- **THE EXERCISE**
Transcribe the data that follows precisely, omitting nothing.

------------------------------------------------------------------------

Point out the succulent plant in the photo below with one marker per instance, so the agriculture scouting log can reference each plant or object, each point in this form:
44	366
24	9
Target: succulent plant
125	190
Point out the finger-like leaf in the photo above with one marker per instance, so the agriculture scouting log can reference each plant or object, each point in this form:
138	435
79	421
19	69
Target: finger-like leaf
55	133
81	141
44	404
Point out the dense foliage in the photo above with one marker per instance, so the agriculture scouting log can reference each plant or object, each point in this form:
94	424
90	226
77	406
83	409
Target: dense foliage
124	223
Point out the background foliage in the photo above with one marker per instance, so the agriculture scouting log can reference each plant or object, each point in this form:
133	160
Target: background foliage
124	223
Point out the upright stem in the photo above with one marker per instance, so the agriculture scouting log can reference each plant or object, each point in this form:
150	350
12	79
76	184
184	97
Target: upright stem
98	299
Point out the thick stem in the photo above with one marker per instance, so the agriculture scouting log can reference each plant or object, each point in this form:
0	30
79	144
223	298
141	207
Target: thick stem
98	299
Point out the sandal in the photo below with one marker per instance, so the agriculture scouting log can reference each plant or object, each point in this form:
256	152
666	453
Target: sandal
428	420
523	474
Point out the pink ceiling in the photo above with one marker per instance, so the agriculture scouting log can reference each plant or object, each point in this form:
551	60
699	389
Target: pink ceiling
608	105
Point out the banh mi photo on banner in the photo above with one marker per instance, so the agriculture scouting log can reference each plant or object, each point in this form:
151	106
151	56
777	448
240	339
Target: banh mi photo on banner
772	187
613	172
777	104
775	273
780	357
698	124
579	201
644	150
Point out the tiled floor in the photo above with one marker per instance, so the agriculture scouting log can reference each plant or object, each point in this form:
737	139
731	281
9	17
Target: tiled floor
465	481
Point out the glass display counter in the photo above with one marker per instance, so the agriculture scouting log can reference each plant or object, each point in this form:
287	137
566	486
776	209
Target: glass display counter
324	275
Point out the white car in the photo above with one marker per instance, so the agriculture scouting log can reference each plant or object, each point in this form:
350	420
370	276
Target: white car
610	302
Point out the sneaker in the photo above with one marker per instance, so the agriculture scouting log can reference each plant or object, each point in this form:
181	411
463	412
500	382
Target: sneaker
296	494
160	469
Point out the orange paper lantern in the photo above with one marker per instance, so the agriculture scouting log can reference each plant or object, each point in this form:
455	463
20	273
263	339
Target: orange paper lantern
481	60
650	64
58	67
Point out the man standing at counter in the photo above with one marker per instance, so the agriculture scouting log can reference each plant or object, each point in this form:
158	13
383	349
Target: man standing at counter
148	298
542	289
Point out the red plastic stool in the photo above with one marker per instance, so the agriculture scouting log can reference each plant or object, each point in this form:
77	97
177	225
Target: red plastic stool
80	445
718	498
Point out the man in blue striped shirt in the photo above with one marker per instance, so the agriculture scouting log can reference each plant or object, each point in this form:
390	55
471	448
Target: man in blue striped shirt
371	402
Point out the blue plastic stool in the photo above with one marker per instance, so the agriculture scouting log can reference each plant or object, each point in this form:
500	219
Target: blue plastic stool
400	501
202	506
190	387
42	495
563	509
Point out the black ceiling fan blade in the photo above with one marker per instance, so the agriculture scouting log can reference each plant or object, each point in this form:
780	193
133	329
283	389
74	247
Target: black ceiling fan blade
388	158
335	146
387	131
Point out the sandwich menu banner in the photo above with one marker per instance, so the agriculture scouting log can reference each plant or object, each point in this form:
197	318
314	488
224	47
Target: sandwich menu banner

------------------------------------------------------------------------

- **SOLUTION TO THE PROBLEM**
Point out the succulent plant in the photo below with one marker per instance, so the agriculture scouting log can reference each plant or object, each point in this form:
44	366
24	9
Target: succulent plant
125	190
Point out the finger-like leaf in the photo above with one marker per instance, so the agriculture scouting log can reference each plant or object, each point in this form:
138	435
79	421
19	69
Target: finger-like leaf
55	133
81	141
44	404
Point out the dense foliage in the photo above with one marker per instance, so the agriculture scouting log can reference each plant or object, each point in this form:
94	424
90	226
77	406
83	409
Target: dense foliage
124	223
Point out the background foliage in the photo above with one marker per instance, so the agriculture scouting log can reference each plant or object, each point in this form:
133	160
Target: background foliage
124	223
Point out the upright stem in the photo above with one marker per instance, so the agriculture scouting log can reference each plant or object, each point in this form:
150	350
12	79
76	184
184	97
Target: upright stem
98	299
Point out the thick stem in the photo above with one marker per instance, so the agriculture scouting log can reference each plant or object, each point in this form:
0	30
79	144
223	298
141	207
Target: thick stem
98	299
Point out the sandal in the photo below with one marker per instance, so the agriculture scouting log can reference each plant or object, each point in this form:
256	152
666	453
Target: sandal
428	420
523	474
Point out the pink ceiling in the photo above with one marker per instance, so the agriculture scouting log can reference each plant or object, each point in this form:
551	60
699	389
Target: pink ceiling
608	105
Point out the banh mi photo on banner in the photo above with one marker per instance, so the agriculture scouting log can reference each plant or object, each point in this form:
151	106
151	56
777	448
240	339
Target: banh mi photo on banner
772	187
613	172
777	104
775	273
780	357
698	124
579	201
644	150
Point out the tiled floor in the photo above with one marker per instance, so the agriculture scouting log can reference each plant or object, each point in this form:
737	139
731	281
9	17
Target: tiled floor
465	481
Point out the glass display counter in the photo above with one marker per instance, so the agriculture scouting log can reference each plant or object, each point in this form:
287	137
566	486
776	209
Target: glass display counter
324	275
Point out the white car in the photo above with one marker per instance, so the agriculture scouting log can reference each plant or object, each point in this form:
350	420
370	276
Target: white car
610	302
Point out the sneaker in the photo above with one marker per instance, so the agriculture scouting log can reference each plant or object, each point in this form:
181	411
463	412
500	382
Target: sneaker
296	494
160	469
Point out the orange paper lantern in the photo above with one marker per instance, so the agriculture scouting log can reference each plant or object, each point in this form:
455	463
20	273
263	339
Target: orange paper lantern
481	60
650	64
58	67
Point out the man standing at counter in the photo above with one marker per instance, so the agriculture scouting log can reference each plant or object, each point in this form:
158	13
383	349
Target: man standing at counter
148	298
542	289
Point out the red plastic stool in the photo above with one marker per instance, so the agriculture scouting log can reference each plant or object, each point in this form:
77	97
177	225
Target: red plastic stool
80	445
718	498
Point out the man in blue striped shirt in the photo above with one marker per instance, so the agriculture scouting log can reference each plant or object, each point in this form:
390	55
471	448
Target: man in blue striped shirt
371	402
Point out the blue plastic stool in the photo above with one marker per instance, so the agriculture scouting log can reference each plant or object, each point in this form:
500	219
Target: blue plastic stool
400	501
202	506
190	387
42	495
563	509
Point out the black ceiling fan blade in the photo above with one marker per instance, so the agriculture scouting log can reference each plant or object, each point in this form:
780	193
133	329
283	389
74	247
Target: black ceiling fan blade
388	158
335	146
387	131
Point out the sandwich menu banner in the photo above with one marker per instance, so the agriculture scouting log can reference each plant or object, each point in this form:
197	318
314	488
224	47
Target: sandwich menu banner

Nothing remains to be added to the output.